DATASET EXTRACT: Begin
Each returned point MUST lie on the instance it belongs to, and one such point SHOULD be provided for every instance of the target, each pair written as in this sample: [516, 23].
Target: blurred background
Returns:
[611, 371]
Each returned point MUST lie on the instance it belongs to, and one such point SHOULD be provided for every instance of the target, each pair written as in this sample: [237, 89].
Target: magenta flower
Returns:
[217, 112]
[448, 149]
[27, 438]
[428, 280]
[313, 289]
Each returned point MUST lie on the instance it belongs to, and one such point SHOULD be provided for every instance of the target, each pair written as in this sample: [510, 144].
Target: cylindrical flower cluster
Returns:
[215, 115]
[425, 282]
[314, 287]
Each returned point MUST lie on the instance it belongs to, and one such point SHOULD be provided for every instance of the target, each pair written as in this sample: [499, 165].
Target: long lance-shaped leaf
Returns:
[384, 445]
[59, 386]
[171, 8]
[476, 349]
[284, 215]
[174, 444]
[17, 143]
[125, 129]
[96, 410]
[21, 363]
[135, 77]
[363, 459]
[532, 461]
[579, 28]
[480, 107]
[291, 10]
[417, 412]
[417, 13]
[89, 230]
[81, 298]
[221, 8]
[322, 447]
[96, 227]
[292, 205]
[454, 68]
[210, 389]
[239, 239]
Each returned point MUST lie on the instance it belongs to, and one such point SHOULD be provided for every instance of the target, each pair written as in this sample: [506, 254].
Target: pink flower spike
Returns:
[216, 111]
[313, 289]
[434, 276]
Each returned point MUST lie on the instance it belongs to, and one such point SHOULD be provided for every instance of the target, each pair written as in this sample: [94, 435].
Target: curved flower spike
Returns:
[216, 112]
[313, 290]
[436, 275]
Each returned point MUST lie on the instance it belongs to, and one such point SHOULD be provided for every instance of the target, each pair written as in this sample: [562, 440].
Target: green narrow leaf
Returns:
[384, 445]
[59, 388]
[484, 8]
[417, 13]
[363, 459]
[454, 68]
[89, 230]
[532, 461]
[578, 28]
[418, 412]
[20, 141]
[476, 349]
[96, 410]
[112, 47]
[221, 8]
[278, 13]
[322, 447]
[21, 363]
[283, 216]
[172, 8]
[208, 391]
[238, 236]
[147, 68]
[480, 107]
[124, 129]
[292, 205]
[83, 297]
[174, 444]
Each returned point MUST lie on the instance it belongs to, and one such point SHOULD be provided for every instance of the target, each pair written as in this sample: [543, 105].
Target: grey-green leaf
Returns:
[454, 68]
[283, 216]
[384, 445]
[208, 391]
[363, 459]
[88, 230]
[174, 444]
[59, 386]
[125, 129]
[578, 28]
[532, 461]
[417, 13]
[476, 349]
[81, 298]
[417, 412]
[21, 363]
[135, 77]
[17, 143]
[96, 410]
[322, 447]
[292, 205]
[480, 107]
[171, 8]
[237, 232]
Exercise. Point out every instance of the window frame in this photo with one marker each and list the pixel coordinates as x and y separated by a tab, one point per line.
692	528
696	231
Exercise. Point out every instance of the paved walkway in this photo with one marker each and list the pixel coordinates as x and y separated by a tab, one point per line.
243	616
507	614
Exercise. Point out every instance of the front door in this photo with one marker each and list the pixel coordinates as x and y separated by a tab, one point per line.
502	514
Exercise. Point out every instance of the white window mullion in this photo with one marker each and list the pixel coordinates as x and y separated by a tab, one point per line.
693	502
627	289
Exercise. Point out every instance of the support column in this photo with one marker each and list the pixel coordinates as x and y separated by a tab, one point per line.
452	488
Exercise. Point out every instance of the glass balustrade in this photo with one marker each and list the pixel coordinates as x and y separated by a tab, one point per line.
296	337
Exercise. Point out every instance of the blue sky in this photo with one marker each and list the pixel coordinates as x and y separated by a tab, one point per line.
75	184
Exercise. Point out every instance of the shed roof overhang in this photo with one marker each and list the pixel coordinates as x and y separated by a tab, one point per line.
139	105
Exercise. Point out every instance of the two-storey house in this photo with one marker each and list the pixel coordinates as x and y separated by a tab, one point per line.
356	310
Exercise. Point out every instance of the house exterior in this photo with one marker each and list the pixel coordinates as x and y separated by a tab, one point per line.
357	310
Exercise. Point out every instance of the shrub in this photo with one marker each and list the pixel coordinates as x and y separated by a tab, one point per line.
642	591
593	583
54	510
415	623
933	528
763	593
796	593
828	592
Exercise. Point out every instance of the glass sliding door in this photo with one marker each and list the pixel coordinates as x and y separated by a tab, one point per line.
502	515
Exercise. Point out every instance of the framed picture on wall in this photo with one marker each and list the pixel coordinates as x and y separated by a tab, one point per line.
DATASET EXTRACT: End
THE PROBLEM:
Using the material above, restate each entry exactly as it stands.

ANSWER FOR THE TASK:
Each returned point MUST lie on the instance it belongs to, and one such point SHOULD be provided for every instance of the target, each pair written as in this sample: [516, 23].
Target: blurred background
Returns:
[611, 371]
Each returned point MUST lie on the instance it belongs to, and one such point SHOULD be provided for every instance of the target, each pair written as in this sample: [237, 89].
Target: magenta flower
Returns:
[217, 112]
[448, 149]
[27, 438]
[428, 280]
[313, 289]
Each returned point MUST lie on the instance it belongs to, and one such point SHOULD be provided for every instance of the target, each pair written as in this sample: [510, 144].
Target: cylindrical flower cluster
Returns:
[215, 115]
[425, 282]
[314, 287]
Each returned point MUST lie on the instance it belongs to, and one such point SHOULD be provided for every instance of the target, each pair written as in this sample: [499, 165].
Target: long lance-shaped leaf
Returns:
[384, 445]
[59, 386]
[171, 8]
[476, 349]
[284, 215]
[174, 444]
[17, 143]
[125, 129]
[96, 410]
[21, 363]
[135, 77]
[363, 459]
[532, 461]
[579, 28]
[480, 107]
[291, 10]
[417, 412]
[417, 13]
[89, 230]
[81, 298]
[221, 8]
[322, 447]
[96, 227]
[292, 205]
[454, 68]
[210, 389]
[239, 239]
Each returned point MUST lie on the instance it belongs to, and one such point SHOULD be provided for every instance of the target, each pair written as in this sample: [506, 254].
Target: pink flower spike
Returns:
[216, 111]
[313, 289]
[434, 276]
Each returned point MUST lie on the instance it belongs to, and one such point SHOULD be provided for every instance of the target, each pair written as in this sample: [94, 435].
Target: curved flower spike
Returns:
[216, 112]
[313, 290]
[436, 275]
Each returned point MUST lie on the instance it belongs to, and one such point SHOULD be provided for every instance of the target, each pair written as in this sample: [562, 440].
Target: green narrow leaf
Returns:
[384, 445]
[59, 388]
[484, 8]
[417, 13]
[363, 459]
[454, 68]
[89, 230]
[532, 461]
[578, 28]
[418, 412]
[20, 141]
[476, 349]
[96, 410]
[112, 47]
[221, 8]
[278, 13]
[322, 447]
[21, 363]
[283, 216]
[172, 8]
[208, 391]
[238, 236]
[147, 68]
[480, 107]
[124, 129]
[292, 205]
[83, 297]
[174, 444]
Each returned point MUST lie on the instance it belongs to, and one such point SHOULD be provided for every instance of the target, each pair written as in this sample: [543, 105].
Target: grey-green leaf
Returns:
[454, 68]
[283, 216]
[384, 445]
[208, 391]
[363, 459]
[88, 230]
[174, 444]
[59, 386]
[125, 129]
[578, 28]
[532, 461]
[417, 13]
[476, 349]
[81, 298]
[417, 412]
[21, 363]
[135, 77]
[17, 143]
[96, 410]
[322, 447]
[292, 205]
[480, 107]
[171, 8]
[237, 232]
Exercise. Point out every instance of the window frame in this photo with one marker each and list the pixel coordinates as x and y separated by a tab, one point per line.
692	528
696	231
Exercise. Point out every instance of the paved walkway in this photo with one marker each and list the pixel coordinates as x and y separated by a tab, one point per line.
243	616
507	614
Exercise. Point out every instance of the front door in this photo with one marker each and list the pixel coordinates as x and y separated by a tab, one point per line.
502	514
Exercise. Point out every instance of the white window mullion in this photo with one marker each and list the pixel coordinates as x and y separated by a tab, one point per line.
693	502
627	289
Exercise. Point out every instance of the support column in this photo with one marker each and list the pixel coordinates as x and y separated by a tab, one point per line.
452	488
Exercise. Point out every instance of the glass balustrade in this photo with one marker each and list the pixel coordinates as x and y separated by a tab, one point per line.
296	337
Exercise. Point out every instance of the blue sky in this photo with one marker each and list the pixel coordinates as x and y separated by a tab, one point per line.
75	184
Exercise. Point out every instance of the shed roof overhang in this photo with one marker each and list the pixel coordinates as x and y separated by a tab, one point per line.
139	105
Exercise. Point out every instance of the two-storey house in this photo with one marker each and list the pixel coordinates as x and y separated by a tab, one point per line.
356	310
Exercise. Point out every instance of the house exterior in this photo with one marker each and list the pixel coordinates as x and y separated by a tab, one point per line.
357	310
Exercise. Point out every instance of the shrub in this photo with one marker each and list the pixel coordinates as x and y separated by a tab, one point per line.
642	591
593	583
54	510
415	623
933	528
763	593
796	593
828	592
Exercise. Point out every instance of the glass sliding door in this photo with one marker each and list the pixel coordinates as x and y separated by a tab, one point per line.
502	515
Exercise. Point out every instance of the framed picture on wall in this photo with one marker each and list the pixel coordinates as x and y separated by a tab, one point per line.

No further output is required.